* About this task:
Copy the whole listing below exactly.
= Beginning of Section =
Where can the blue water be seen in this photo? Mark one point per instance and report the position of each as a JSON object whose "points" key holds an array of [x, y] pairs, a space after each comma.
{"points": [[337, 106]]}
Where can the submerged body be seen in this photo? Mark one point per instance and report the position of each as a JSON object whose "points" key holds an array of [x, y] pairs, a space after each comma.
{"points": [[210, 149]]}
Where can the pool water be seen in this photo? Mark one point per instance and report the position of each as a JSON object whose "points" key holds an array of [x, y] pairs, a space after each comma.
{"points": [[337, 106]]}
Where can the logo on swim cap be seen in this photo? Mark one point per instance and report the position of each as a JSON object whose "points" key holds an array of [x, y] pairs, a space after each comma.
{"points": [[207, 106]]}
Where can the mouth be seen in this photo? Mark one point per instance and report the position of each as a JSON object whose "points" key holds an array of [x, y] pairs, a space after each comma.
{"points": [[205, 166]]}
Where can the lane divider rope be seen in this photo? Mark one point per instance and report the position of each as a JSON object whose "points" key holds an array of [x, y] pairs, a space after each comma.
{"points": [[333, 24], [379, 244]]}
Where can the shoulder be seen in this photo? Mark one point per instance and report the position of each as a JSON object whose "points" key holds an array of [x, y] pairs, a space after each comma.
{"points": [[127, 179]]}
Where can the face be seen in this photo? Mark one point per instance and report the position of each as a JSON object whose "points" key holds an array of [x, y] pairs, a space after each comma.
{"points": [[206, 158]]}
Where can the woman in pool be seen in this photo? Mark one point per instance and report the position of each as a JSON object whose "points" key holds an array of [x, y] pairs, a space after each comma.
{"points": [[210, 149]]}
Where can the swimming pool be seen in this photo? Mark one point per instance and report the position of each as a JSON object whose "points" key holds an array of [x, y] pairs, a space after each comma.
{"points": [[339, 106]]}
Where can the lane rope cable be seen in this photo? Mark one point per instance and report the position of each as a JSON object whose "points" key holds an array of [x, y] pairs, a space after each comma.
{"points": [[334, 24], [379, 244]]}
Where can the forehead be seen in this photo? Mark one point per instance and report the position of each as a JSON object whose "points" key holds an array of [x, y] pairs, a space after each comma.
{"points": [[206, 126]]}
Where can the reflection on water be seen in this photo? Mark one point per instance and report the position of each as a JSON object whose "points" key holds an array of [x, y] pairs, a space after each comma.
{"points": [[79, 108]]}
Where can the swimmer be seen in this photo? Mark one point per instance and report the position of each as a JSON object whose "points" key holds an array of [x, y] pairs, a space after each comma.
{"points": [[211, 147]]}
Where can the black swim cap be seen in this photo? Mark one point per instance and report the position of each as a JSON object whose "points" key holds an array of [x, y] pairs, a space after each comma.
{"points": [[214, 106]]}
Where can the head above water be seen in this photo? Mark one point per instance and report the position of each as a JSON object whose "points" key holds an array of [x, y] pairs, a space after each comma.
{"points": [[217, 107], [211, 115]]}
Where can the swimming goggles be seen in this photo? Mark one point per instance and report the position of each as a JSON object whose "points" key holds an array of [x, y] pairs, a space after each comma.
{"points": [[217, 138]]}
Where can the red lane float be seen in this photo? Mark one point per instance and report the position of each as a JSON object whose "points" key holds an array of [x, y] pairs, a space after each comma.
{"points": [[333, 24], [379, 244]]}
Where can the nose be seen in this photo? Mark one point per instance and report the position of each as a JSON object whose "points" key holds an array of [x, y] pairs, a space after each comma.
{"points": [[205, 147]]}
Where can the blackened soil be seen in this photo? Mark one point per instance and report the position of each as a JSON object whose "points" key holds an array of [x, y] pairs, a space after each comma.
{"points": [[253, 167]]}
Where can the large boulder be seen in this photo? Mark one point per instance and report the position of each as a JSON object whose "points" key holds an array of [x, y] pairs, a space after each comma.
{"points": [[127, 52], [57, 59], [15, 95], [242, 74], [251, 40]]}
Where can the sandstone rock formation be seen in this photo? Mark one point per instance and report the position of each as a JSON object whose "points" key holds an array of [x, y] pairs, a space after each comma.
= End of Section =
* Task result:
Where can the blue water be seen in this photo? Mark one point per instance and report the position of each as a JSON object whose "points" key holds an array of [x, y] pairs, a space after each comma.
{"points": [[337, 106]]}
Where can the submerged body be seen in this photo? Mark one point per instance and report the position of each as a JSON object whose "points" key holds an array of [x, y] pairs, a space after each comma.
{"points": [[210, 149]]}
Where can the pool water be seen in this photo? Mark one point per instance and report the position of each as a JSON object whose "points" key holds an array of [x, y] pairs, a space after each comma.
{"points": [[337, 106]]}
Where can the logo on swim cap be seen in this photo? Mark one point per instance and report the position of each as a JSON object whose "points" key holds an array of [x, y] pairs, a space after each comma.
{"points": [[207, 106]]}
Where can the mouth be seen in this photo? Mark one point per instance and report the position of each as a JSON object whose "points" key holds an array of [x, y] pairs, a space after each comma.
{"points": [[205, 166]]}
Where can the lane divider rope be seen in this photo? Mark one point per instance and report the position of each as a JSON object whose "points" key holds an array of [x, y] pairs, a space after each comma.
{"points": [[333, 24], [379, 244]]}
Where can the shoulder be seen in this photo? Mark one point per instance and report the position of each as a JSON object whose "points" key holds an array of [x, y] pairs, a space after each comma.
{"points": [[127, 179]]}
Where can the face be seen in this photo? Mark one point per instance and report the position of each as a JSON object whose "points" key holds an array of [x, y] pairs, a space after each comma.
{"points": [[206, 158]]}
Where can the woman in pool be seen in this photo? Mark one point per instance and report the position of each as a JSON object whose "points" key holds an array of [x, y] pairs, a space after each comma.
{"points": [[210, 149]]}
Where can the swimming pool be seen in this photo? Mark one point per instance and report the position of each as a JSON object whose "points" key holds an array of [x, y] pairs, a space after each comma.
{"points": [[339, 106]]}
Where can the lane rope cable be seen in this photo? Mark one point per instance and report the position of each as a JSON object whose "points" key holds an array of [x, y] pairs, a space after each comma.
{"points": [[334, 24], [379, 244]]}
Where can the forehead be seen in this photo? Mark one point per instance and report the position of each as a JSON object whose "points" key holds an array of [x, y] pairs, a space after each comma.
{"points": [[206, 126]]}
Where can the reflection on water be seen in this photo? Mark one point per instance and report the position of each as a JSON object whose "points" key holds an array of [x, y] pairs, a space after each comma.
{"points": [[79, 108]]}
Where can the swimmer be seen in this photo? Mark one point per instance and report the position of each as a JSON object whose "points" key holds an array of [x, y] pairs, a space after each comma.
{"points": [[211, 147]]}
Where can the black swim cap be seen in this photo? Mark one point per instance and report the position of each as a JSON object whose "points" key holds an array of [x, y] pairs, a space after each comma.
{"points": [[214, 106]]}
Where can the head above water be seen in this photo? Mark one point per instance and report the position of each as a JSON object whose "points" key holds an array of [x, y] pairs, a space after each comma.
{"points": [[217, 107], [211, 115]]}
Where can the swimming goggles be seen in this photo? Mark one point per instance and report the position of each as a JSON object whose "points" key holds an array of [x, y] pairs, a space after each comma.
{"points": [[217, 138]]}
Where can the red lane float be seen in this photo? Mark one point per instance and report the position of each as a JSON object whose "points" key holds an array of [x, y] pairs, a space after each comma.
{"points": [[333, 24], [379, 244]]}
Where can the nose be seen in this photo? Mark one point per instance and report the position of each as a JSON object whose "points" key holds an array of [x, y] pairs, a space after each comma.
{"points": [[205, 147]]}
Where can the blackened soil be seen in this photo? Mark one point per instance and report the position of each as a JSON object whose "points" key holds an array of [x, y] pairs, a space after each comma.
{"points": [[253, 167]]}
Where can the large boulder be seen in this photo? Mark one point per instance and report the position of each as a JSON object whose "points" key holds an array of [x, y] pairs, a space after each comma.
{"points": [[127, 52], [57, 59], [15, 95], [242, 74], [251, 40]]}
Where can the sandstone rock formation be seen in this photo? Mark one point per instance and report the position of each as a JSON object whose "points" key holds an array of [x, y] pairs, a space after each comma.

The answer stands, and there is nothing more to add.